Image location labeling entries
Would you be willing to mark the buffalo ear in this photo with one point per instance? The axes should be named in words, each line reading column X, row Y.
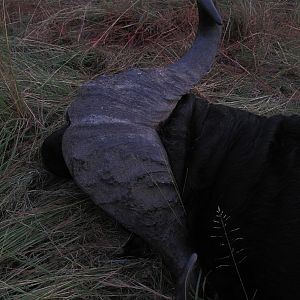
column 52, row 155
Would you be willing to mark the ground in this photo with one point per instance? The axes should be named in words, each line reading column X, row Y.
column 54, row 243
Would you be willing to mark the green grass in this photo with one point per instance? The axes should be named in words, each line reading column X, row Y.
column 54, row 243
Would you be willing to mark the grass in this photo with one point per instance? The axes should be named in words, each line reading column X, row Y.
column 54, row 243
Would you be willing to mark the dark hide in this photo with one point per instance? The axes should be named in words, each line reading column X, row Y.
column 243, row 170
column 249, row 167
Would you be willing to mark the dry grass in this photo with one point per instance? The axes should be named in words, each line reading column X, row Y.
column 54, row 243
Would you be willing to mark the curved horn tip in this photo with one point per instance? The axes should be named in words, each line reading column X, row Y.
column 209, row 8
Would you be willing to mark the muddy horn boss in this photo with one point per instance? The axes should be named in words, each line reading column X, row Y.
column 113, row 151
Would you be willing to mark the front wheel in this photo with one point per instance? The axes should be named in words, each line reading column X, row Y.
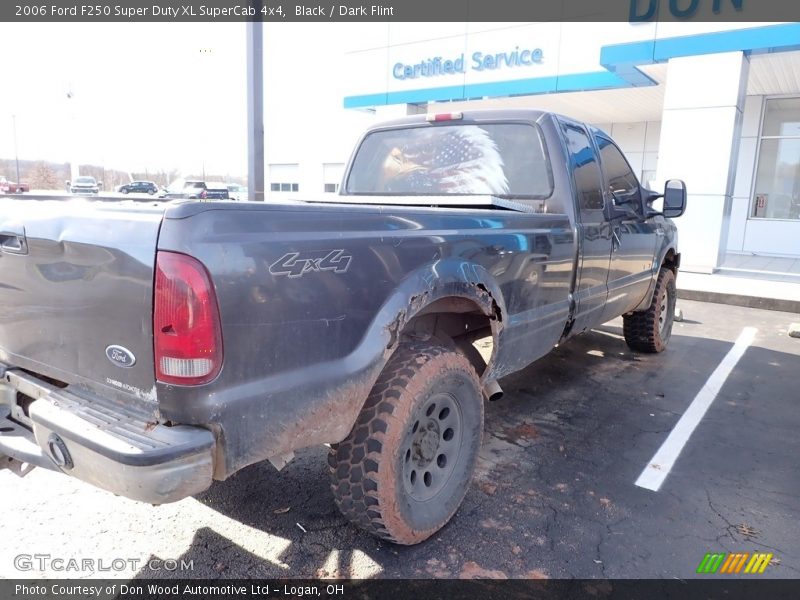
column 649, row 331
column 404, row 469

▸ Brief
Duplicate every line of the data above exactly, but leave the pictures out of your copy.

▸ Answer to the problem
Would you be willing to mark the buffalo ear in this photo with one point per instance? The axes should be named in words, each line reading column X, row Y.
column 52, row 155
Would you be willing to mark the ground in this photo with one point per instance? The axes should be named in words, each line reading column X, row Y.
column 54, row 243
Would you be willing to mark the green grass in this photo with one point per instance? The axes should be named in words, each line reading column X, row Y.
column 54, row 243
Would you be willing to mark the grass in this photo with one point per instance? The axes should be named in words, each line reading column X, row Y.
column 54, row 243
Would you be willing to mark the dark hide in this photo with one point per instance? The axes should be named in words, each line reading column X, row Y.
column 243, row 170
column 249, row 167
Would you be willing to mark the dry grass in this photo with one point per instance? The axes should be named in words, each line reading column X, row Y.
column 54, row 243
Would you be willing to mark the curved horn tip in this photo with one point per instance? The axes should be named in words, each line reading column X, row Y.
column 209, row 8
Would you be willing to mark the muddy horn boss in this photo with one point per instance? The axes should be named in words, each line reading column X, row Y.
column 113, row 151
Would you be willing to mark the front wheel in this photo with one point per instance? The axes should be named in words, each line reading column X, row Y.
column 649, row 331
column 404, row 469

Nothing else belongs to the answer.